▸ Exercise objective
Set out as a numbered list the lines of the records below, from the line with "I need you to locate the building" up to and including the line with "[2,27,40,54]". Leave out any blank lines.

— START Material for the task —

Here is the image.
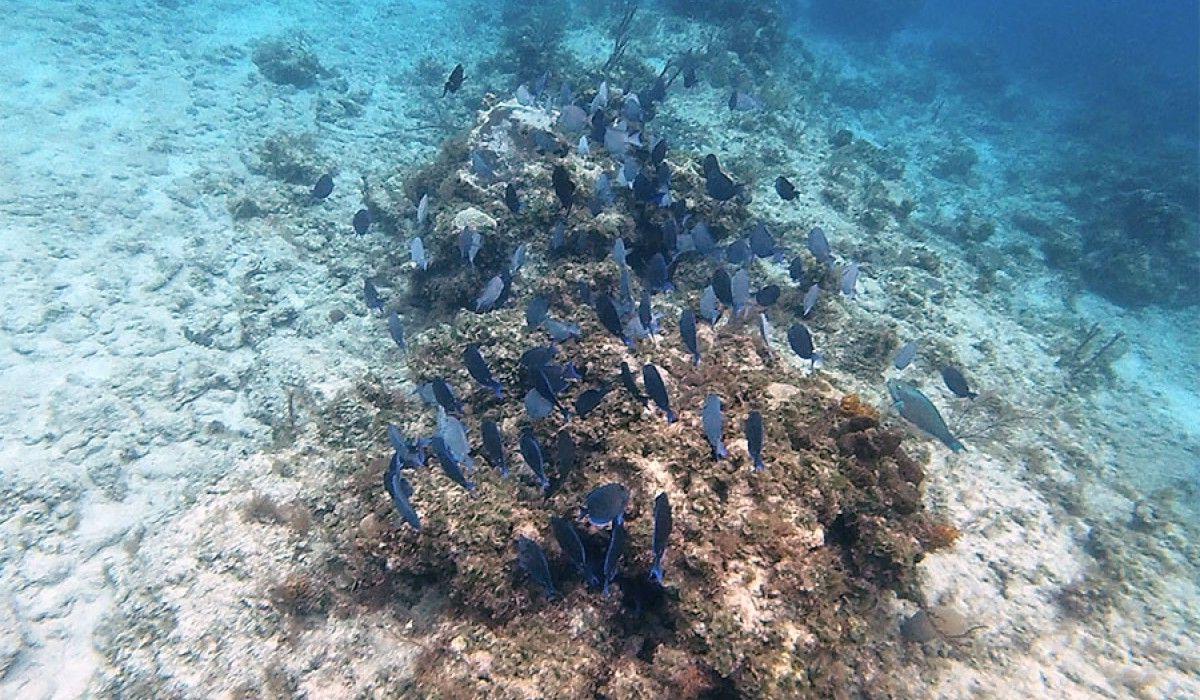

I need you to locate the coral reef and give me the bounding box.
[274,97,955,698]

— END Material for the task —
— START Material for the task —

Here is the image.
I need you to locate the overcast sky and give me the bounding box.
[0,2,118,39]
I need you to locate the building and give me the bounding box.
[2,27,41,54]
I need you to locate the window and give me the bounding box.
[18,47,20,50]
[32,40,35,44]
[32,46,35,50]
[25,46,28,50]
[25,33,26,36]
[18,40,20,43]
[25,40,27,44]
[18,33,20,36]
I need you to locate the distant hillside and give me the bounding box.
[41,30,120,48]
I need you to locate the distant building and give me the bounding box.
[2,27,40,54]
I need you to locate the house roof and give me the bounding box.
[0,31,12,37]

— END Material for the task —

▸ Expected answer
1. I need you to locate the building and give me the bounding box.
2. [2,27,41,54]
3. I need you to locate the window and give me the bounding box.
4. [18,47,20,50]
5. [32,40,35,44]
6. [32,46,35,50]
7. [25,46,28,50]
8. [25,33,26,36]
9. [18,40,20,43]
10. [25,40,27,44]
11. [18,33,20,36]
12. I need you to locate the distant hillside and give me the bounding box.
13. [41,30,120,48]
14. I need you to locate the distant building and give me the bounding box.
15. [2,27,40,54]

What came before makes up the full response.